И потому не удивительно, что жизнь двенадцатого апостола привлекала внимание лишь узкого круга специалистов — если не считать того потока публикаций, который повлекла за собой недавняя находка древнего «Евангелия от Иуды» — яркого образца древней гностической философии. И все же, по крайней мере по моему ощущению, образы Иуды, навеваемые творческому сознанию каноническими Евангелиями, гораздо более многогранны и вызывают куда как больший резонанс в общественном сознании, нежели Иуда гностиков. На самом деле слова «резонанс» и «многогранный» едва ли выражают мистическую разноликость этого персонажа, притягательного именно тем, что его можно представить не только как лучше бы никогда не рождавшегося демона, исполняющего злую волю Сатаны, но также и как божественного посредника, содействующего воскресению Сына Божьего и спасению человечества. Избегая следовать какой-либо одной из существующих концепций, я постараюсь показать по ходу повествования, что восприятие Иуды, вполне уместного персонажа в Библии, в тот или иной период истории отражает целый ряд спорных психологических и этнических аспектов, вызывавших разногласия у людей во все времена и продолжающих волновать их и сегодня.

Имя Иуды не сходит с языка. Подобно Оскару Уайльду, большинство людей и сегодня поминают его всуе не реже, чем, скажем, имена современных идолов — Элвиса и Мадонны, — ведь этот предатель часто служил олицетворением всего еврейского народа; в то же время он играет второстепенную роль даже в объемистых исследованиях истории антисемитизма. Поскольку многие евреи никогда не раскрывали Нового Завета, Иуда гораздо лучше известен христианам, нежели иудеям. Впрочем, и у христиан не сформировалось однозначного отношения к Иуде, иначе чем объяснить те проявления расизма и нацизма, которые он время от времени провоцирует. Каковы бы ни были причины, но мне не удалось найти ни одной интересной или исчерпывающей книги о долговременной эволюции образа Иуды, пережитой им со времен написания Евангелий до XXI столетия, и потому я решила написать такую книгу сама. И мне не хотелось бы, чтобы читатель думал, будто мне близка тема измены или привлекает характер предателя — нет, мной двигало лишь желание выяснить, насколько отличалось восприятие Иуды в различные исторические эпохи и каким целям отвечали разные, подчас противоположные, интерпретации роли этого персонажа. Простое любопытство — вот что побудило меня попытаться узнать побольше об Иуде, который всегда представлялся мне важной фигурой драмы Страстей Господних, но о котором, помимо этого, мне было слишком мало известно.

» **Предоставленные данные**:
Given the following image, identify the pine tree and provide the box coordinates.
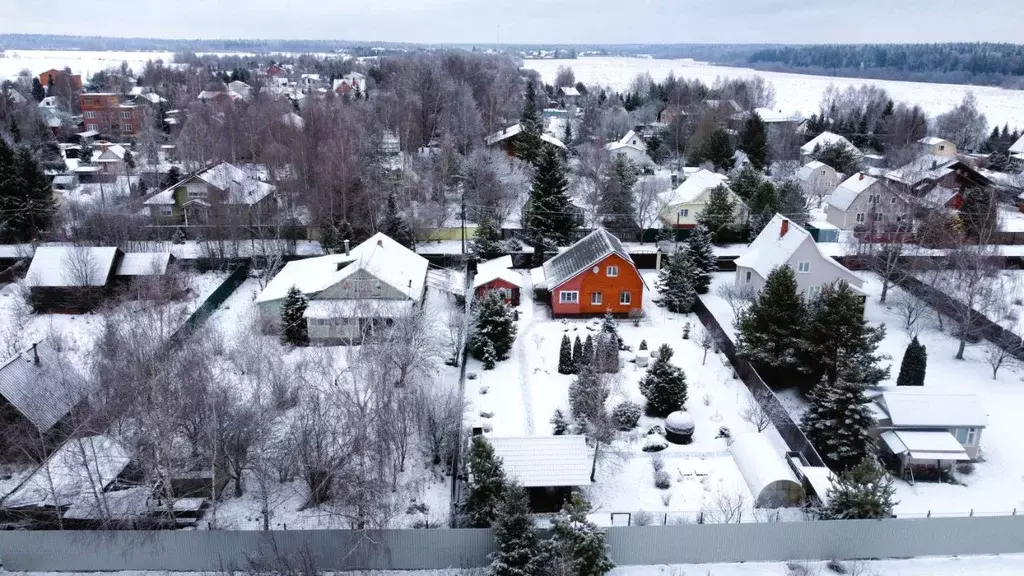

» **Задание и требования**:
Определите, пожалуйста, согласуется ли каждое утверждение с отрывком об Иуде выше. Ответьте «да» или «нет» и приведите дословно решающие слова отрывка: 1. Автору удалось найти исчерпывающую книгу о долговременной эволюции образа Иуды. 2. Христианам Иуда известен гораздо лучше, чем иудеям. 3. Автора побудило узнать больше об Иуде простое любопытство.

» **Итоговый ответ**:
1. Нет: «мне не удалось найти ни одной интересной или исчерпывающей книги о долговременной эволюции образа Иуды».
2. Да: «Иуда гораздо лучше известен христианам, нежели иудеям».
3. Да: «Простое любопытство — вот что побудило меня попытаться узнать побольше об Иуде».